*Exercise description:* Your task is to repeat all of the data exactly while excluding the pictures.

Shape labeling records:
»»

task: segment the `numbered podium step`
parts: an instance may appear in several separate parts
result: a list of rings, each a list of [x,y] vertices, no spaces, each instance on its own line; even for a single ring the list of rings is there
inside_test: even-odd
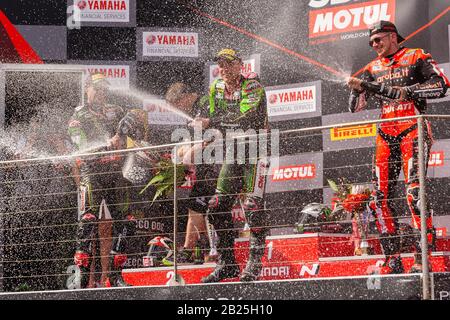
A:
[[[450,271],[450,240],[437,239],[437,250],[432,253],[433,272]],[[236,261],[242,270],[248,259],[248,239],[235,241]],[[378,239],[369,239],[372,255],[355,256],[354,243],[348,234],[311,233],[270,236],[262,259],[260,280],[302,279],[313,277],[361,276],[376,273],[385,259]],[[413,254],[402,254],[406,272],[413,264]],[[179,265],[178,274],[186,284],[201,283],[215,268],[215,263]],[[165,285],[173,280],[173,267],[124,269],[124,280],[133,286]],[[227,281],[239,281],[238,278]]]

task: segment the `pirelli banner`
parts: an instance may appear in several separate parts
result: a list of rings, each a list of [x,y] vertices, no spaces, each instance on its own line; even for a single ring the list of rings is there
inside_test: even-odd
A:
[[[379,118],[379,115],[380,111],[377,109],[357,113],[342,113],[339,114],[339,117],[336,117],[336,115],[326,115],[322,117],[322,124],[326,126],[339,123],[376,120]],[[323,132],[323,151],[372,147],[375,146],[376,134],[376,124],[326,129]]]

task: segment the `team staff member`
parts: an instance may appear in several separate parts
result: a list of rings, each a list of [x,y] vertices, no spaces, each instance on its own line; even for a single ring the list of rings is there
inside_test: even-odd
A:
[[[194,119],[192,125],[216,128],[226,137],[226,131],[267,128],[265,90],[255,73],[242,74],[242,59],[233,49],[223,49],[215,57],[219,65],[220,78],[215,80],[209,91],[209,118]],[[247,145],[248,146],[248,145]],[[228,147],[228,146],[227,146]],[[234,148],[236,149],[236,148]],[[228,150],[226,152],[231,152]],[[228,157],[226,157],[228,159]],[[222,164],[216,186],[216,194],[209,201],[208,217],[218,234],[217,251],[219,261],[215,270],[204,283],[219,282],[239,275],[234,256],[234,238],[231,210],[236,195],[243,194],[243,208],[250,226],[250,255],[240,276],[241,281],[258,278],[262,268],[265,238],[268,232],[264,210],[265,172],[257,176],[257,168],[265,163],[252,164],[247,157],[244,164]],[[258,170],[260,173],[260,170]],[[262,178],[262,179],[261,179]],[[258,183],[256,183],[258,182]]]
[[[351,77],[348,80],[347,84],[352,89],[349,100],[351,112],[363,109],[369,96],[374,96],[380,104],[382,119],[414,116],[425,113],[426,99],[445,95],[448,79],[437,68],[431,55],[423,49],[400,46],[403,40],[396,26],[389,21],[380,21],[370,28],[369,45],[378,57],[364,68],[361,79]],[[428,121],[425,121],[425,128],[424,152],[427,164],[432,144]],[[391,206],[390,199],[393,198],[394,186],[403,169],[413,226],[420,229],[417,120],[380,125],[374,169],[377,204],[381,210],[377,225],[383,249],[388,256],[385,265],[387,272],[402,273],[398,212]],[[435,230],[429,210],[427,214],[428,241],[432,245]],[[418,245],[416,247],[420,248]],[[416,258],[411,271],[420,268],[420,260]]]
[[[87,79],[86,94],[86,105],[76,108],[69,121],[68,134],[76,148],[80,151],[96,146],[105,146],[105,149],[124,148],[125,139],[121,138],[117,131],[126,111],[122,107],[107,103],[109,82],[103,74],[95,73]],[[109,147],[106,147],[108,144]],[[121,270],[127,259],[125,251],[128,239],[135,230],[135,219],[128,215],[127,192],[124,192],[127,182],[121,172],[122,157],[112,155],[81,158],[77,163],[80,171],[77,181],[79,225],[74,261],[81,270],[81,287],[85,288],[89,284],[94,258],[93,246],[98,236],[101,211],[105,215],[110,212],[111,218],[118,220],[113,225],[109,281],[112,286],[126,286],[121,277]]]
[[[194,92],[188,85],[182,82],[173,83],[167,90],[165,99],[172,106],[188,114],[191,117],[207,116],[208,96]],[[194,137],[192,127],[190,137]],[[200,146],[202,147],[202,146]],[[185,220],[187,211],[186,235],[183,249],[179,251],[178,262],[194,262],[201,264],[204,261],[204,253],[207,249],[206,221],[204,214],[207,211],[208,199],[214,195],[215,181],[217,178],[216,165],[194,164],[192,158],[194,146],[185,145],[178,149],[178,157],[195,177],[189,198],[180,201],[180,220]],[[198,150],[198,152],[201,152]],[[198,245],[200,250],[195,250]],[[199,252],[200,251],[200,252]]]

««

*Answer:*
task: segment the `numbered podium step`
parts: an instance may appear in several separate parts
result: a list of rings, each a list of [x,y] vertices, no spaces, each instance on its own line; even for a single ring the list of rings is there
inside_test: even-odd
A:
[[[450,271],[450,240],[437,239],[437,250],[432,253],[433,272]],[[236,261],[242,270],[248,259],[248,239],[235,241]],[[378,239],[369,239],[372,255],[355,256],[354,243],[348,234],[311,233],[270,236],[262,259],[260,280],[302,279],[313,277],[361,276],[376,273],[385,259]],[[413,254],[402,254],[406,272],[413,264]],[[179,265],[178,274],[186,284],[201,283],[215,268],[215,263]],[[165,285],[173,280],[173,267],[124,269],[124,280],[133,286]],[[227,281],[239,281],[238,278]]]

task: segment the `pirelli banner`
parts: an instance may appear in several separate parts
result: a list of rings, each a list of [x,y] vertices, no spaces, each instance on its own line; even for a single ring the list of rings is there
inside_test: even-odd
A:
[[[379,118],[379,115],[380,111],[377,109],[357,113],[342,113],[339,114],[339,117],[336,117],[336,115],[326,115],[322,117],[322,124],[326,126],[339,123],[376,120]],[[323,132],[323,151],[372,147],[375,146],[376,134],[376,124],[326,129]]]

task: segment the `team staff member`
parts: an instance may appear in several separate parts
result: a list of rings, each a list of [x,y] vertices, no spaces, each instance on its own line; even for a single ring the list of rings is there
inside_test: even-odd
A:
[[[194,119],[192,125],[216,128],[226,137],[226,131],[267,128],[265,90],[255,73],[242,74],[242,59],[233,49],[223,49],[215,57],[219,65],[220,78],[215,80],[209,91],[209,118]],[[247,145],[248,146],[248,145]],[[228,147],[228,146],[227,146]],[[234,148],[236,149],[236,148]],[[228,150],[226,152],[231,152]],[[228,157],[226,157],[228,159]],[[222,164],[216,186],[216,194],[209,201],[208,217],[218,234],[217,251],[219,261],[215,270],[204,283],[219,282],[239,275],[234,256],[234,238],[231,210],[236,195],[243,194],[243,208],[250,226],[250,255],[240,276],[241,281],[258,278],[262,268],[265,238],[268,232],[264,210],[265,172],[257,176],[257,168],[265,163],[252,164],[247,157],[244,164]],[[258,170],[260,173],[260,170]],[[262,178],[262,179],[261,179]],[[258,183],[256,183],[258,182]]]
[[[351,77],[348,80],[347,84],[352,89],[349,100],[351,112],[363,109],[369,96],[374,96],[380,104],[382,119],[414,116],[425,113],[426,99],[445,95],[448,79],[437,68],[431,55],[423,49],[400,46],[403,40],[396,26],[389,21],[380,21],[370,28],[369,45],[378,57],[364,68],[361,79]],[[428,121],[425,121],[425,128],[424,152],[427,164],[432,144]],[[391,206],[390,199],[393,198],[394,186],[403,169],[413,226],[420,229],[417,120],[380,125],[374,169],[377,204],[381,210],[377,225],[383,249],[388,256],[385,265],[387,272],[402,273],[398,212]],[[435,230],[429,210],[427,214],[428,241],[432,245]],[[418,245],[416,247],[420,248]],[[416,258],[411,271],[420,268],[420,260]]]
[[[87,79],[86,94],[86,105],[76,108],[69,121],[68,134],[76,148],[80,151],[96,146],[105,146],[105,149],[124,148],[125,139],[121,138],[117,131],[126,111],[122,107],[107,103],[109,82],[103,74],[95,73]],[[109,147],[106,147],[108,144]],[[121,270],[127,259],[125,251],[128,239],[135,230],[135,219],[128,215],[127,192],[124,192],[127,182],[121,172],[122,157],[112,155],[81,158],[77,163],[80,171],[77,181],[79,225],[74,261],[81,270],[81,287],[85,288],[89,284],[94,258],[93,246],[98,236],[101,211],[105,215],[110,212],[111,218],[118,220],[113,225],[109,281],[112,286],[126,286],[121,277]]]
[[[194,92],[188,85],[182,82],[173,83],[167,90],[165,99],[172,106],[188,114],[191,117],[207,116],[208,96]],[[194,137],[192,127],[190,137]],[[200,146],[202,147],[202,146]],[[185,220],[187,211],[186,235],[183,249],[179,251],[178,262],[194,262],[201,264],[204,261],[204,253],[207,249],[206,221],[204,214],[207,211],[208,199],[214,195],[215,181],[217,178],[216,165],[194,164],[192,158],[194,146],[185,145],[178,149],[178,157],[195,177],[189,198],[180,201],[180,220]],[[198,150],[198,152],[201,152]],[[198,245],[200,250],[195,250]],[[199,252],[200,251],[200,252]]]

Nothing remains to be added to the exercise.